* TASK ITEM
Nothing outside the range below should be printed. Output exactly the lines from the line with "sample: <point>641,125</point>" to the line with "sample: <point>768,388</point>", both included.

* ENTRIES PROVIDED

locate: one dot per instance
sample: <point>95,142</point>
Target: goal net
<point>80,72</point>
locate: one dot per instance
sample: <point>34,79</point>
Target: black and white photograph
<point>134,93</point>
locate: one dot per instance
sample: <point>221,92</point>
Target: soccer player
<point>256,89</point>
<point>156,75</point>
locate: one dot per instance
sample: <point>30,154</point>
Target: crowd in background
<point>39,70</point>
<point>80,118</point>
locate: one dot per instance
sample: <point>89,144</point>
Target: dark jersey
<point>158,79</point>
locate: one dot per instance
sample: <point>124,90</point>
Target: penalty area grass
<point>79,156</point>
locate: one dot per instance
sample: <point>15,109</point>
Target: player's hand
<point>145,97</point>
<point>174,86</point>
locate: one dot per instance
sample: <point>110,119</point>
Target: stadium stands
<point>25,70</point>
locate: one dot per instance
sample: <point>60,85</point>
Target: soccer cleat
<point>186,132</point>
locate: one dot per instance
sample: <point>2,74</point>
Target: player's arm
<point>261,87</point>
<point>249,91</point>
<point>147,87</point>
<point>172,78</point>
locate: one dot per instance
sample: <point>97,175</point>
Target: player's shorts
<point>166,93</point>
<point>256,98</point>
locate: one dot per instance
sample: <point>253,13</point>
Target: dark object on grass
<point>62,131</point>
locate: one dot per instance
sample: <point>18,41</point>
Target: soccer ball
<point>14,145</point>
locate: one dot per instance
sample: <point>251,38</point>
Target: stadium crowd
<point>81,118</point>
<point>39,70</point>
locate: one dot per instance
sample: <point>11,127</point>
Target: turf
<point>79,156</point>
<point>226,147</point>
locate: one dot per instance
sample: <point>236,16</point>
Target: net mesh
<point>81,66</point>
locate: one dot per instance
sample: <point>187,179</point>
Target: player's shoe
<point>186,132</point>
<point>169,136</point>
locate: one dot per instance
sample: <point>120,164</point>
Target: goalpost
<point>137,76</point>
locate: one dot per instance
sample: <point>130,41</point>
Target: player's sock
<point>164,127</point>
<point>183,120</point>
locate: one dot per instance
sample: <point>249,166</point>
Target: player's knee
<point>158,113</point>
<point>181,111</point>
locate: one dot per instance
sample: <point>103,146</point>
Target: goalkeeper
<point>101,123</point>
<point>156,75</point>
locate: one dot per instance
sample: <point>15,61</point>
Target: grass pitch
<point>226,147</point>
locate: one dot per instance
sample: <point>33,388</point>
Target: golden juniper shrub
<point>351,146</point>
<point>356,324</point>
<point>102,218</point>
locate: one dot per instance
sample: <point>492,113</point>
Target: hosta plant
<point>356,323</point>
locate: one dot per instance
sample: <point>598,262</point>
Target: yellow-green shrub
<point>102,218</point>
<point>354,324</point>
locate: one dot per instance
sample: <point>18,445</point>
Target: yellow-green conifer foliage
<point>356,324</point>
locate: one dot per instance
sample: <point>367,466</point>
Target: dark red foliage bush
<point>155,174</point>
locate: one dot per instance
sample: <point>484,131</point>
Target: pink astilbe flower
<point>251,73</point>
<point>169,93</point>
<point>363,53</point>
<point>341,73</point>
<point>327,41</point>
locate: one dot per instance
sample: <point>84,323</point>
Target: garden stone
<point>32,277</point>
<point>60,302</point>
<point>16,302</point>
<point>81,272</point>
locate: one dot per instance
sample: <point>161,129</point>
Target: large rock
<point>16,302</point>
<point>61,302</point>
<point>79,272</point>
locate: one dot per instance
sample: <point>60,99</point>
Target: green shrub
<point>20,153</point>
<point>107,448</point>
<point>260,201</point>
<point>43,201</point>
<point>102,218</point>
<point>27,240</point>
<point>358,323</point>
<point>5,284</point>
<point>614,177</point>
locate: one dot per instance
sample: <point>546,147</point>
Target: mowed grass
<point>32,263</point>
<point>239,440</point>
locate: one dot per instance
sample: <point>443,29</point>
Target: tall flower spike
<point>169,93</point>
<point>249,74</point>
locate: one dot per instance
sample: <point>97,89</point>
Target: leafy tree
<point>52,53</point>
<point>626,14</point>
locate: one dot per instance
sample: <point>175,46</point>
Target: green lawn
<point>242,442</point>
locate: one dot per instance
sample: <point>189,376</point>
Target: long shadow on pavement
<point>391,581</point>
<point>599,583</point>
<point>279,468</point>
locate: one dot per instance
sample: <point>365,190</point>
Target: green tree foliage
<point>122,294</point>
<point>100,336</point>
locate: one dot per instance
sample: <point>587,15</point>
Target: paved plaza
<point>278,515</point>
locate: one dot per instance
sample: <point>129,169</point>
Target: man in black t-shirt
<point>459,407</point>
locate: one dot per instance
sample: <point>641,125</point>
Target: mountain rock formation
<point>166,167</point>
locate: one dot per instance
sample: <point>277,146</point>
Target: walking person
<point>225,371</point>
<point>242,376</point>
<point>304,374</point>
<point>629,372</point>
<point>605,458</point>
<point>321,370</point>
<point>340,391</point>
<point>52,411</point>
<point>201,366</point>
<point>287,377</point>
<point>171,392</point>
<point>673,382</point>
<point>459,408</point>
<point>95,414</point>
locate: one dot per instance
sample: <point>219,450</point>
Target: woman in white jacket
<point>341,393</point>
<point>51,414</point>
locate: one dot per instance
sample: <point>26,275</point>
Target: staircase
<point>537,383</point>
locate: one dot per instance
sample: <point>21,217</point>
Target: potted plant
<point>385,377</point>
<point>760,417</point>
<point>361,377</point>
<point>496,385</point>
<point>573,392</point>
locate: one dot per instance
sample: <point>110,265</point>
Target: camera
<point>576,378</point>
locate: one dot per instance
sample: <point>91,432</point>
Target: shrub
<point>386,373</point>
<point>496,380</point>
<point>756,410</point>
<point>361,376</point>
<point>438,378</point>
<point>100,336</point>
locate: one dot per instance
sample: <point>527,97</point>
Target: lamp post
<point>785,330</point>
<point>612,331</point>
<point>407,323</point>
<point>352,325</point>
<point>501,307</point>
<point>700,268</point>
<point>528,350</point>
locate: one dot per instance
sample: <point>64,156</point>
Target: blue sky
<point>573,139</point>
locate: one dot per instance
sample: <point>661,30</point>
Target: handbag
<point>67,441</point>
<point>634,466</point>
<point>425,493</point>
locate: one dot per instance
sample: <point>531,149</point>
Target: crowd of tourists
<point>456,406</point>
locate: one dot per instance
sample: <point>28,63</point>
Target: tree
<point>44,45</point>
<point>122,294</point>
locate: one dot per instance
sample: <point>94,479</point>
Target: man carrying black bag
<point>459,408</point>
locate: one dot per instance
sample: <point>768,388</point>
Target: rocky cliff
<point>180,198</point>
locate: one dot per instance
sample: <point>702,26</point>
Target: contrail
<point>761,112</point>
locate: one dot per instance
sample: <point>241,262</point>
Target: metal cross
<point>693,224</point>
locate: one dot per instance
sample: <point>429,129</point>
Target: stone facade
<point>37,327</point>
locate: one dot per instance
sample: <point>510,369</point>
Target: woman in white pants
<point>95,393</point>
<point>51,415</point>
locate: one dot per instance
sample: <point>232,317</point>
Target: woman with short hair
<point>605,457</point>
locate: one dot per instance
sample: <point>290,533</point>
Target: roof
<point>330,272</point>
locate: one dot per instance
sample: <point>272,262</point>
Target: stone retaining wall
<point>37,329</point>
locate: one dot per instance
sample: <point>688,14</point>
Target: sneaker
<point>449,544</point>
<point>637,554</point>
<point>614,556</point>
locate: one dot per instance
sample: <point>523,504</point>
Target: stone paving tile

* TASK SOLUTION
sample: <point>641,125</point>
Target: mountain rock formation
<point>166,167</point>
locate: one dot per instance
sample: <point>277,146</point>
Target: walking person
<point>225,371</point>
<point>242,376</point>
<point>304,374</point>
<point>629,372</point>
<point>605,458</point>
<point>321,370</point>
<point>340,391</point>
<point>52,411</point>
<point>201,366</point>
<point>287,377</point>
<point>171,392</point>
<point>673,382</point>
<point>459,408</point>
<point>95,414</point>
locate: one dot per instance
sample: <point>219,450</point>
Target: woman in white jacket
<point>341,393</point>
<point>51,414</point>
locate: one dot per instance
sample: <point>26,275</point>
Target: staircase
<point>537,383</point>
locate: one dot per instance
sample: <point>21,217</point>
Target: potted plant
<point>385,377</point>
<point>760,417</point>
<point>361,377</point>
<point>496,385</point>
<point>573,392</point>
locate: one dot per instance
sample: <point>110,265</point>
Target: camera
<point>576,378</point>
locate: one dot per instance
sample: <point>91,432</point>
Target: shrub
<point>386,373</point>
<point>496,380</point>
<point>756,410</point>
<point>361,376</point>
<point>438,378</point>
<point>100,336</point>
locate: one dot per instance
sample: <point>527,97</point>
Target: lamp post
<point>785,330</point>
<point>612,331</point>
<point>407,323</point>
<point>352,325</point>
<point>501,307</point>
<point>700,268</point>
<point>528,350</point>
locate: one dot per instance
sample: <point>64,156</point>
Target: blue sky
<point>573,139</point>
locate: one dot per instance
sample: <point>661,30</point>
Target: handbag
<point>67,441</point>
<point>634,466</point>
<point>425,493</point>
locate: one dot per instance
sample: <point>531,149</point>
Target: crowd of tourists
<point>456,406</point>
locate: one dot per instance
sample: <point>28,63</point>
Target: tree
<point>44,45</point>
<point>122,294</point>
locate: one dot per instance
sample: <point>94,479</point>
Target: man carrying black bag
<point>459,408</point>
locate: one dot per instance
sample: <point>768,388</point>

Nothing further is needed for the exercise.